This state of affairs is where it has stayed now in our family although there are still echoes with our past. Our marriage ceremony on the bridal side starts with the chapra puja, the erection of a canopy of trees outside the home of her family through which the women in the house pray to the ancestors. This is to signify to everyone in the locality that there is a girl in the house who has started menstruating and so is eligible for marriage. A wedding follows days later. That this practice is still followed for the marriages of women in their 20s and 30s today who have chosen their own partners illustrates continuity with the past.

Now of course, this is just one family in India, one that is relatively privileged. The legal age for marriage in India may be 18 for women and 21 for men but women are still being married as girls in my country. Much needs to be done to change attitudes, behaviour and realities of and power relations between girls and men, not just in India but also globally. Much also needs to be done to acknowledge that different groups of girls are marginalised and oppressed in different ways. For example, despite the advances made in achievement of the rights of (some) women in my family, not a single member of my family has come out openly as queer to us all.

I take hope from the story of the women in my family – and of the work being done by and with women across communities and localities around the world. I also take hope in the strength and resistance of the feminist movement and in the impact this has had and continues to have on government policy. In Satara, district officials are now planning to conduct a naming ceremony for all the Nakushis and allowing them to choose their own names. In Nigeria, outrage over Senator Yerima’s remarks and the Senate vote has sparked debate about child marriage, not just on blogs and social media, but also in many homes and workplaces. The Nigerian Feminist Forum called on people to campaign to protect the right of the girl child and activists are collecting petition signatures in locations across the country. Senators are now seeking to distance themselves from the vote. David Marks, President of the Senate, is justifying the vote by claiming that senators were blackmailed by Ahmed Yerima as they did not want to seem anti Islamic. In response to protesters gathering with placards to protest his support for the constitutional clause, his summoning by the leaders of the councils he represents and his denunciation by women leaders across the six council areas, Ayo Akinyelure, the senator representing Ondo Central Senatorial District, even burst into tears claiming, ‘I voted in error. I can never in my life support under age marriage. Whatever this might have caused my people, please, forgive me. I will do whatever is humanly possible at my disposal to ensure that this thing is removed from the constitution.’ That is a pretty amazing turnaround. Let us see what happens next.

- [Tasks]:
a) List every person the passage on child marriage names, giving each person only once.
b) Print the part of the passage on child marriage starting with "Now of course, this" and going on through "queer to us all.".
c) Write what follows the last sentence of the passage on child marriage, carrying it on from where it stops.

- [Provided data]:
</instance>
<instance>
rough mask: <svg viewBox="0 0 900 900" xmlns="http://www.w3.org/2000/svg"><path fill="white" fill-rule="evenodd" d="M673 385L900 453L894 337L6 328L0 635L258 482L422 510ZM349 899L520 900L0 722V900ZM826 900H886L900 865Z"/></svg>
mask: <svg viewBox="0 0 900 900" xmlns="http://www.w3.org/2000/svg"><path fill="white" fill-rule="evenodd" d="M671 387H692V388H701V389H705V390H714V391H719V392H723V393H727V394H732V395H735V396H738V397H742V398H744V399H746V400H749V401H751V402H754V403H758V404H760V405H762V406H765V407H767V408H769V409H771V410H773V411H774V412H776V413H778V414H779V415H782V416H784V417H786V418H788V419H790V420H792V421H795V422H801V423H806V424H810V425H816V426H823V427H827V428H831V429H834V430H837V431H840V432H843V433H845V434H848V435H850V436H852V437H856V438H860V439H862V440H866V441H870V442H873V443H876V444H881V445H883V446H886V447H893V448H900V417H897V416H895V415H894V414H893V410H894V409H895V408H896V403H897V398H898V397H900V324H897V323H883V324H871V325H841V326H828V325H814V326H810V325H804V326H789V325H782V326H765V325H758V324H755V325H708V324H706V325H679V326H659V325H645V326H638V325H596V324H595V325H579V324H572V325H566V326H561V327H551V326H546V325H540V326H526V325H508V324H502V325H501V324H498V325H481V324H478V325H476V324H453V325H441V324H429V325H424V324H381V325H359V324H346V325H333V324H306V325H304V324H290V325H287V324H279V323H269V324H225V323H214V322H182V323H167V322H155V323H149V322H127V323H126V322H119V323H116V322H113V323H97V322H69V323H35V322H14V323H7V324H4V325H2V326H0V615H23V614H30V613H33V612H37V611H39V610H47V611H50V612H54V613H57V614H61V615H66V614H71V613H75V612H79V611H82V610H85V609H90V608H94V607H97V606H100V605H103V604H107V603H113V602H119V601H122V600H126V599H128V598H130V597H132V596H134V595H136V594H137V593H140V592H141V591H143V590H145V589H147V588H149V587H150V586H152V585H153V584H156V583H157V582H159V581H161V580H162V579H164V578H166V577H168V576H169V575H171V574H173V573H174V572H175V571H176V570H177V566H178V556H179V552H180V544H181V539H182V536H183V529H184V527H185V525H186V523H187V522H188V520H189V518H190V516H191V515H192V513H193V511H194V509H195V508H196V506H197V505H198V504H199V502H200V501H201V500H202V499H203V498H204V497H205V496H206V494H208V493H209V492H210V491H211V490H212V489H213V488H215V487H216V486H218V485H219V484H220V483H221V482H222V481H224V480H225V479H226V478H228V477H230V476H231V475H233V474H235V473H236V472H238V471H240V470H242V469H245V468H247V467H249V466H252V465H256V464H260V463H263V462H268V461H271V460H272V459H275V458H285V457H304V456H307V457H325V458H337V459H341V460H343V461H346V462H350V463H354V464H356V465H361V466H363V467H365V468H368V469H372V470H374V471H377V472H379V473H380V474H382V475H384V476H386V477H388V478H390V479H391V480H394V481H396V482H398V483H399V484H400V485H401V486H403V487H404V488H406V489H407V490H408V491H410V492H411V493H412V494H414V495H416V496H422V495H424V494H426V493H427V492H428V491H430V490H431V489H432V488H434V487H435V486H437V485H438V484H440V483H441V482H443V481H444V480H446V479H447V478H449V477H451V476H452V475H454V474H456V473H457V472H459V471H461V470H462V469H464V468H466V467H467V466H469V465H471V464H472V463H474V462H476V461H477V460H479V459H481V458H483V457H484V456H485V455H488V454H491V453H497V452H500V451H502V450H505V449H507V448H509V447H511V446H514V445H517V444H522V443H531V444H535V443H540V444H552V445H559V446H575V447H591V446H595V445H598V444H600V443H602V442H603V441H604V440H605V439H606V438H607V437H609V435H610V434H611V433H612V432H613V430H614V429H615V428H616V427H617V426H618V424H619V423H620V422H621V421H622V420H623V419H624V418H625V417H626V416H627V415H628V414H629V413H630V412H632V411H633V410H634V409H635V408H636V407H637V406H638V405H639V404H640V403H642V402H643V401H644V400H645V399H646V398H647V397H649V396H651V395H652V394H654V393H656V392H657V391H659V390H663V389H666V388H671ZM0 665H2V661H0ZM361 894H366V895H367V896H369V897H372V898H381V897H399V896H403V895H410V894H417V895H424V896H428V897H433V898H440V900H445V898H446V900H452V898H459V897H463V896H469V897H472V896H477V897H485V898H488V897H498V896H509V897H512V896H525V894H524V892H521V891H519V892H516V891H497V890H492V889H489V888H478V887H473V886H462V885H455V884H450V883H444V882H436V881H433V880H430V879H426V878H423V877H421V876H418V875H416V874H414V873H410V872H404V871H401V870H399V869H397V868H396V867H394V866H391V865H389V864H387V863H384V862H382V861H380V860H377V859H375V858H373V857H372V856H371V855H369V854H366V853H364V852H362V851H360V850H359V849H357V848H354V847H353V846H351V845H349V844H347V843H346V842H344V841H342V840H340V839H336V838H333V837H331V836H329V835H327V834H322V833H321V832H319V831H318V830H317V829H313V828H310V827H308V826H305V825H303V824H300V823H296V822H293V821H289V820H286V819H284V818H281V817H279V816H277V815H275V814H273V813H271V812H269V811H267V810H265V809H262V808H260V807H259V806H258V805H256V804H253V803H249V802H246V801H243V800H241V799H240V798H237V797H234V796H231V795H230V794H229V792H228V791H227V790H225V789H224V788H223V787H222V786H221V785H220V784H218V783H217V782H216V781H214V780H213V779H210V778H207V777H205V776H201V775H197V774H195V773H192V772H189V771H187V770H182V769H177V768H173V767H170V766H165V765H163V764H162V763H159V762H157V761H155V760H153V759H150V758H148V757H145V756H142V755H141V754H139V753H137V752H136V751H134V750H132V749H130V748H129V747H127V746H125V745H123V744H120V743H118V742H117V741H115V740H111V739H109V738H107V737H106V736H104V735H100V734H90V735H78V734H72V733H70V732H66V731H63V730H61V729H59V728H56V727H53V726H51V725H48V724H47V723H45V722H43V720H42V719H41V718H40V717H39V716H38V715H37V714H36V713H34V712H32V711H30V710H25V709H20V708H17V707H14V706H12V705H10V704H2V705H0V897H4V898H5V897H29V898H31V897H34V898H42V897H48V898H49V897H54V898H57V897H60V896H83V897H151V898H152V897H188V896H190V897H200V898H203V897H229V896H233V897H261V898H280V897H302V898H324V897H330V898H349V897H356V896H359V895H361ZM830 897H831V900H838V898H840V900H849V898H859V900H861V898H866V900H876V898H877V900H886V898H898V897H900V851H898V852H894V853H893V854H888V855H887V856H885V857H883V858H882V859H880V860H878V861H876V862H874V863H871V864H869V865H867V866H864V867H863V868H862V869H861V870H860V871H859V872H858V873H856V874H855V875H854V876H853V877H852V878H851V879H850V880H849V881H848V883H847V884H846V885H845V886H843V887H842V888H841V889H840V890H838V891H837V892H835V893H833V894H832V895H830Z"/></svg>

- [Task-by-task outputs]:
a) Ahmed Yerima, David Marks, Ayo Akinyelure

b)
Now of course, this is just one family in India, one that is relatively privileged. The legal age for marriage in India may be 18 for women and 21 for men but women are still being married as girls in my country. Much needs to be done to change attitudes, behaviour and realities of and power relations between girls and men, not just in India but also globally. Much also needs to be done to acknowledge that different groups of girls are marginalised and oppressed in different ways. For example, despite the advances made in achievement of the rights of (some) women in my family, not a single member of my family has come out openly as queer to us all.

c)
I see so much cause for optimism when it comes to women’s rights and the achievement of feminist movements across time and around the world. Although we are seeing a global backlash to the realisation of the human rights of women at the moment, justified by recourse to fossilised notions of ‘tradition,’ ‘culture’ and ‘religion’, progress continues to be made. We are part of a long line of women’s rights activists stretching back into history and forwards into the future. We see the struggle against child marriage as a relatively recent phenomenon. However, although child marriages have been performed in every country at some point in history, there has also been resistance against the practice throughout the ages. This is resistance that does not just come from outside the community or outside the country. In Afghanistan, for example, there are folk songs against child marriage that are centuries old. I feel so lucky to have been born at this time (and to my progressive family) but also hopeful that our daughters and sons will be even luckier than I am.